- **WHAT IS ASKED**:
Quote the rows exactly as they appear, from the start of the rows through the line containing "column 160, row 793", with both ends included.

- **DATA**:
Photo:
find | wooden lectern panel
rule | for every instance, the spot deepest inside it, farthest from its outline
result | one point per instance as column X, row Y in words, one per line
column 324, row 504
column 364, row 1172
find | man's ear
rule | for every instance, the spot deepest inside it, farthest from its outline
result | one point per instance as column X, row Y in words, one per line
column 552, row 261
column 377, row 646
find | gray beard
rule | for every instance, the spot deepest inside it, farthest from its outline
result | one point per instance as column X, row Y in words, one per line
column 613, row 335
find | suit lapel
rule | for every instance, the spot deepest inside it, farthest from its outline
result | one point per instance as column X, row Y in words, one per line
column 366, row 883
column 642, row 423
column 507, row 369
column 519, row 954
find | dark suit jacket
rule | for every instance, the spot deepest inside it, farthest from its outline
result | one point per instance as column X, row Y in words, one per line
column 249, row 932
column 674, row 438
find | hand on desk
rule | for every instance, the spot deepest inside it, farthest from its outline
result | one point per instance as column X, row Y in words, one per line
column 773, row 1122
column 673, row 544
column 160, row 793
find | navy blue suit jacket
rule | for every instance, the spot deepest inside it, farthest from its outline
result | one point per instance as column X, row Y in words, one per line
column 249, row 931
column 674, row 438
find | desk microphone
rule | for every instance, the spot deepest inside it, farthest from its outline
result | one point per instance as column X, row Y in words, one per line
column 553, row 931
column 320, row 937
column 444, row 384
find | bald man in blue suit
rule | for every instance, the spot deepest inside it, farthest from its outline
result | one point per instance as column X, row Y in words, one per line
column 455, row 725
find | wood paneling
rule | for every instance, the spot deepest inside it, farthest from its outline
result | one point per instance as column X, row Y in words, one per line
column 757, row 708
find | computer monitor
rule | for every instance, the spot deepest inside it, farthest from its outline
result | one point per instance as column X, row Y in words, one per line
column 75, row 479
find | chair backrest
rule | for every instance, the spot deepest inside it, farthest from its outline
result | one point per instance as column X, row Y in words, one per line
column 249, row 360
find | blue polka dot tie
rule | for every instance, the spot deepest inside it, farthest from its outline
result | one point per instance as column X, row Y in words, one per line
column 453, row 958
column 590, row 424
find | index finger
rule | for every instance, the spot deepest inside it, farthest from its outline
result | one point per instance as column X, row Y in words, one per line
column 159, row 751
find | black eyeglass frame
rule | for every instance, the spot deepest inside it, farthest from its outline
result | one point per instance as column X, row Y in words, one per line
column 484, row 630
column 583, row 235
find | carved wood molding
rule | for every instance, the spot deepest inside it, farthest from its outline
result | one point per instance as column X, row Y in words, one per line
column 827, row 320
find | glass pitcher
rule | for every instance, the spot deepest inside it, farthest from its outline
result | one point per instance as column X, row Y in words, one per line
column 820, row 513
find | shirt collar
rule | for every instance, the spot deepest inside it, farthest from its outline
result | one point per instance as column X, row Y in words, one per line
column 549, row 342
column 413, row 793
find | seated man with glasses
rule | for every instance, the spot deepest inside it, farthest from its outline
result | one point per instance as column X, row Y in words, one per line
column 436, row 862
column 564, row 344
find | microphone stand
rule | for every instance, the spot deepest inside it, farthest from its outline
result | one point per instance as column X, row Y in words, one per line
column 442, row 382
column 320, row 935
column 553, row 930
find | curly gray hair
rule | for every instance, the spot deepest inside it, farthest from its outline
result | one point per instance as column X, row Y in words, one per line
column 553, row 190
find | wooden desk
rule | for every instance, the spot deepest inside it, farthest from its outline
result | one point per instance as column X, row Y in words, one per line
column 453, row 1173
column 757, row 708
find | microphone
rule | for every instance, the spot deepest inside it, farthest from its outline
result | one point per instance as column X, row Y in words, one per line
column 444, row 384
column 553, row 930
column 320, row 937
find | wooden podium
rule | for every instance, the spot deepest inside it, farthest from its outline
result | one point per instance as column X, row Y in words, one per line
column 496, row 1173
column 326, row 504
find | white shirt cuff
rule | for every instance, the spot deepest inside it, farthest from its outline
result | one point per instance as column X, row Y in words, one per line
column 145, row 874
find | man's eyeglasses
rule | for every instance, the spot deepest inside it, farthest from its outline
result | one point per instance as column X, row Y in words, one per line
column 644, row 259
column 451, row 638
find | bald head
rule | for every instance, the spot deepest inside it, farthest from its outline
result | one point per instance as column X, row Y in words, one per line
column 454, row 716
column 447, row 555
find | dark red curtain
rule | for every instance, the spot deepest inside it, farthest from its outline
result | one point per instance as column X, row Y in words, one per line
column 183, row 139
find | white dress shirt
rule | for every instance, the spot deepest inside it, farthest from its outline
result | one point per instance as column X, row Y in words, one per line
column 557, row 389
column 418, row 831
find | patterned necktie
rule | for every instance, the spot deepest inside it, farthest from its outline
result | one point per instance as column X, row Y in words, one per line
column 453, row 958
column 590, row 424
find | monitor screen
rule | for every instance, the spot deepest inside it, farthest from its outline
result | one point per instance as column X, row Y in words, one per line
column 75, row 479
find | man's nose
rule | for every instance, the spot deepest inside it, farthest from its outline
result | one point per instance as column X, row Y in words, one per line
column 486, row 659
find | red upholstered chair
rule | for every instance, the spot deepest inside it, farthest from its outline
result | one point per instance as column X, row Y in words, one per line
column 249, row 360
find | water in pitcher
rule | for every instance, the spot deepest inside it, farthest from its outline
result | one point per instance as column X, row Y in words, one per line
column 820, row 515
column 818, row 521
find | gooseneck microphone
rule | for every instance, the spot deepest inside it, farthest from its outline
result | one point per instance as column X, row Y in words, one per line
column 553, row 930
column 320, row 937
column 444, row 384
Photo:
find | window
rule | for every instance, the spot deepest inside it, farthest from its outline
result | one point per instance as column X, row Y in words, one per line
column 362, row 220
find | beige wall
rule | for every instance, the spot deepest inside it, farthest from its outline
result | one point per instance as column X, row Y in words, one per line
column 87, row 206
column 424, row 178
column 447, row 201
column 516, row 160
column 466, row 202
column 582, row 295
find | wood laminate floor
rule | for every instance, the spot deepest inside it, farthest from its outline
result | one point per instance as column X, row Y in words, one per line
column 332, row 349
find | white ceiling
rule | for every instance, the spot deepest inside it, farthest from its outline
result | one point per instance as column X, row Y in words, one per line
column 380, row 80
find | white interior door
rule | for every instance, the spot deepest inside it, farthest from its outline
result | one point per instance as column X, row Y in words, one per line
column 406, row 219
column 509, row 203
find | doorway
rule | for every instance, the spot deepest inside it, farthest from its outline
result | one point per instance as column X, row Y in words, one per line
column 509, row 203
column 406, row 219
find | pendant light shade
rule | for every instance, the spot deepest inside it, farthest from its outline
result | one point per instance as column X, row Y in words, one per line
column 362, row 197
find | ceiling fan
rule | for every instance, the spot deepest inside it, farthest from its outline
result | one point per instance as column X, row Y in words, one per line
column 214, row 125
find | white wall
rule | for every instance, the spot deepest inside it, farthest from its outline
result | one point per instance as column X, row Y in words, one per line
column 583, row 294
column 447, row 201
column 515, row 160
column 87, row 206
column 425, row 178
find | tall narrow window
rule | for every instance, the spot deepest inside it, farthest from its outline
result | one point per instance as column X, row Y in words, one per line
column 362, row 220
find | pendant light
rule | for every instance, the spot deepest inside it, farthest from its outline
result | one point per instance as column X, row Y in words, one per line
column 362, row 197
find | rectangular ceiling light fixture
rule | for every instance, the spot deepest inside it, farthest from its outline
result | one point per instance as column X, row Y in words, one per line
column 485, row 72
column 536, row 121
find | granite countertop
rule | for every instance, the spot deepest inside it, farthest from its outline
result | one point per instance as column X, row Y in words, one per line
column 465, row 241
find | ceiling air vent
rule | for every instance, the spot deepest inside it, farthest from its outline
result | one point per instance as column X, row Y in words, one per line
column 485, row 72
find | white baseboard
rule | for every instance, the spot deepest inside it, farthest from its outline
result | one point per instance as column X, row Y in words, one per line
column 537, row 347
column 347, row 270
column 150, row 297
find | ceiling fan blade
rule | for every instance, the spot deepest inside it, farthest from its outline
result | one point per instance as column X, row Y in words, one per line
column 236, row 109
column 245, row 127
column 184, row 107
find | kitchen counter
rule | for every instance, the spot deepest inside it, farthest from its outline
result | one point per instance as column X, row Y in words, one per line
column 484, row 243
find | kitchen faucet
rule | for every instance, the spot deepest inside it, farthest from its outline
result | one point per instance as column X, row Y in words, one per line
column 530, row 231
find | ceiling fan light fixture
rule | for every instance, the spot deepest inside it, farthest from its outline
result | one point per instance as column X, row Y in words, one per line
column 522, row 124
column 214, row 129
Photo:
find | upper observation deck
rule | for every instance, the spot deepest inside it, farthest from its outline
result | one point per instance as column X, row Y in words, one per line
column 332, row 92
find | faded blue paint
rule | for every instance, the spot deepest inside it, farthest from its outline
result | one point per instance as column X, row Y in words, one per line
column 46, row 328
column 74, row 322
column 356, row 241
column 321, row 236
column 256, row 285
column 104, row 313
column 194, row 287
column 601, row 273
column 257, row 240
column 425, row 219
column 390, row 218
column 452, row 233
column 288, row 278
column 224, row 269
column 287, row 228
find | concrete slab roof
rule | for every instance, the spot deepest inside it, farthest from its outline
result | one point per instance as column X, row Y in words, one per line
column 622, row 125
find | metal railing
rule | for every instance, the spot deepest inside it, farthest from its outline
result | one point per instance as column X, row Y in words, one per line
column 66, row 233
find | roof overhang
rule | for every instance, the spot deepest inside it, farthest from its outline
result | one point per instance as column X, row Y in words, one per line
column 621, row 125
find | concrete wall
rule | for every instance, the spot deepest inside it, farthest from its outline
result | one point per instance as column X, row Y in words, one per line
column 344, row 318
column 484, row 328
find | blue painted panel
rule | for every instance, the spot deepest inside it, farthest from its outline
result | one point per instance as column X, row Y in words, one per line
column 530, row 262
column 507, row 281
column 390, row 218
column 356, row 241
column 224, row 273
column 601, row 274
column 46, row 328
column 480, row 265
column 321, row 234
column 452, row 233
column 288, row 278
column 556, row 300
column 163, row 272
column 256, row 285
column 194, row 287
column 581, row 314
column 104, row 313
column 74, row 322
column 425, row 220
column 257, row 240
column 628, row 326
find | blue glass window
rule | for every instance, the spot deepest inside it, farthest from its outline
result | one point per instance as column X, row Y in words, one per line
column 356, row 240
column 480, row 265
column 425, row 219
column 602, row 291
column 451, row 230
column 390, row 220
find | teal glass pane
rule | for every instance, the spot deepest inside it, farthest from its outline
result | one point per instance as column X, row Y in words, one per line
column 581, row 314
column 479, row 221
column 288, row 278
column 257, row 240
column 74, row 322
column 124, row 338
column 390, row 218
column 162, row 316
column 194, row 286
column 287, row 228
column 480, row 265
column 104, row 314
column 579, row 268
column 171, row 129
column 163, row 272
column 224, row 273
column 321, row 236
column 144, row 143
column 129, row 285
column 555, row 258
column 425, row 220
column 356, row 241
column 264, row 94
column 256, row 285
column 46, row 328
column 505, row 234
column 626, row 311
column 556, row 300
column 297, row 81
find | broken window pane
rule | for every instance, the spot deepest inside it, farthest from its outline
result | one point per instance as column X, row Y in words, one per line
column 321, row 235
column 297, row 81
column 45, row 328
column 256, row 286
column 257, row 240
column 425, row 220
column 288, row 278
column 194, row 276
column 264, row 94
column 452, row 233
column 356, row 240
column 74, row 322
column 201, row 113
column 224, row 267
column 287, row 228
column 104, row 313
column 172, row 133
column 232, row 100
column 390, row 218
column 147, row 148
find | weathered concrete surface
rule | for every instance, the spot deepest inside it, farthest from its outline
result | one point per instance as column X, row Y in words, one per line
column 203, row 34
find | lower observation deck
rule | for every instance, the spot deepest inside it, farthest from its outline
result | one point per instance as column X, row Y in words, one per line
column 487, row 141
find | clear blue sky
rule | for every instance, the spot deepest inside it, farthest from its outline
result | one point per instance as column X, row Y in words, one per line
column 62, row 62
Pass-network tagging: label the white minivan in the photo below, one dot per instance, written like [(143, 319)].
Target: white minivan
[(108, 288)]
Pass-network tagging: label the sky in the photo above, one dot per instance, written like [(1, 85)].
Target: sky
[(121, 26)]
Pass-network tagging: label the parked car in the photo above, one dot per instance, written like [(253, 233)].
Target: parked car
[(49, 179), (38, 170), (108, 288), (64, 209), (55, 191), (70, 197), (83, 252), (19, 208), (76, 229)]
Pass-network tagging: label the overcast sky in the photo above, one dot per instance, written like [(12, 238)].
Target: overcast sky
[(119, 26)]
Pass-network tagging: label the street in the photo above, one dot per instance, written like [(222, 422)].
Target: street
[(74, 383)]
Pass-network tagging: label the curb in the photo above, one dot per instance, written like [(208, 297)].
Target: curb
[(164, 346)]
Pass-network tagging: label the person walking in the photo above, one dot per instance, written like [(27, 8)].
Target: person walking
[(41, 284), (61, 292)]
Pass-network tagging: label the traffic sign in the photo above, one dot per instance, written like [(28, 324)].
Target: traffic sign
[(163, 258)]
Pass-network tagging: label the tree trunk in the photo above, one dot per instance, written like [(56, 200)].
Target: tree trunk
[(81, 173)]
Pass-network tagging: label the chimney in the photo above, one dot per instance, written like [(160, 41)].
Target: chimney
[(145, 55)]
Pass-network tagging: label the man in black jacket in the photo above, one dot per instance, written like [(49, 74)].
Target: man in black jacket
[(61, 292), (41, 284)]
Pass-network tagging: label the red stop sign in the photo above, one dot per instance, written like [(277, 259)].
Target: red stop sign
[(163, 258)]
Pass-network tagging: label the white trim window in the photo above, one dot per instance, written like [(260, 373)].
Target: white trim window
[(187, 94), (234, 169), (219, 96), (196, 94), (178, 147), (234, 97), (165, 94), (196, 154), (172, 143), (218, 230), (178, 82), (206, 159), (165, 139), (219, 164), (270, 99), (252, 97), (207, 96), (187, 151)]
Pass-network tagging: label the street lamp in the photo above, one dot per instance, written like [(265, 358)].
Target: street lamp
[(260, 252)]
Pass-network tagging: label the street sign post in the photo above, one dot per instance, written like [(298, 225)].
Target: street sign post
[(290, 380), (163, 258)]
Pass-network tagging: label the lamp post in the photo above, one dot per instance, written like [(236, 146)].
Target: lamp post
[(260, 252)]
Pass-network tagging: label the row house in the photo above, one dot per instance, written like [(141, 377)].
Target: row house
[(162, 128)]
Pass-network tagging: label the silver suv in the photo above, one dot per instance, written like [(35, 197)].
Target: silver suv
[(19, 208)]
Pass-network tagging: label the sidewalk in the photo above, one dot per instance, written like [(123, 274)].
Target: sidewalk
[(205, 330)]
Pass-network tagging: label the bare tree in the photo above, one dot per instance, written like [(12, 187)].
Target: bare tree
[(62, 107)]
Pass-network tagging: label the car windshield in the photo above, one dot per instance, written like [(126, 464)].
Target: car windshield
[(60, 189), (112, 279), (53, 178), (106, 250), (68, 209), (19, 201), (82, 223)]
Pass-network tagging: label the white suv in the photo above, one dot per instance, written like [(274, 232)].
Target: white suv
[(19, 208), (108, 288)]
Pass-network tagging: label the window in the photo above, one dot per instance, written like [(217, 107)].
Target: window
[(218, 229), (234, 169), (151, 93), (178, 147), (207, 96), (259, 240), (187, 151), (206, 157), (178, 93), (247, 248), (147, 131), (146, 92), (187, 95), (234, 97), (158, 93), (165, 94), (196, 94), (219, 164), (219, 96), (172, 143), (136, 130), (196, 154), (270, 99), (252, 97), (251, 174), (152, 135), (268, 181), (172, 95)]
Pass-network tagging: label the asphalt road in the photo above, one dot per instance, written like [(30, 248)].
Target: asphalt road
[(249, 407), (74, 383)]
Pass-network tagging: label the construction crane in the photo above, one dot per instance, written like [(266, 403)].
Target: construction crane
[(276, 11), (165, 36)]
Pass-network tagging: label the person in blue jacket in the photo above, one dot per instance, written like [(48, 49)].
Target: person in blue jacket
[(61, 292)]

- **EXERCISE RESULT**:
Photo:
find | wooden lectern panel
rule | for every instance, the spot deepest inside it, farthest from its outline
result | one point per instance as column X, row Y in words, one per line
column 324, row 504
column 364, row 1172
find | man's ear
rule | for every instance, the spot deepest inside it, farthest from its outline
result | one point per instance as column X, row Y in words, one per line
column 552, row 261
column 377, row 646
find | gray beard
rule | for every instance, the spot deepest inside it, farthest from its outline
result | one point per instance as column X, row Y in words, one per line
column 613, row 335
find | suit lapel
rule | for every instance, the spot deepest inside it, farthest from its outline
result | one point per instance as column X, row Y in words, one per line
column 366, row 883
column 642, row 423
column 507, row 369
column 519, row 954
find | dark suit jacket
rule | for every instance, the spot deepest inside it, farthest from its outline
result | one point per instance as column X, row Y in words, one per line
column 249, row 932
column 674, row 438
find | hand on desk
rule | for every instance, the spot deepest inside it, farthest from its outline
result | one point per instance as column X, row Y in words, one per line
column 773, row 1122
column 673, row 544
column 160, row 793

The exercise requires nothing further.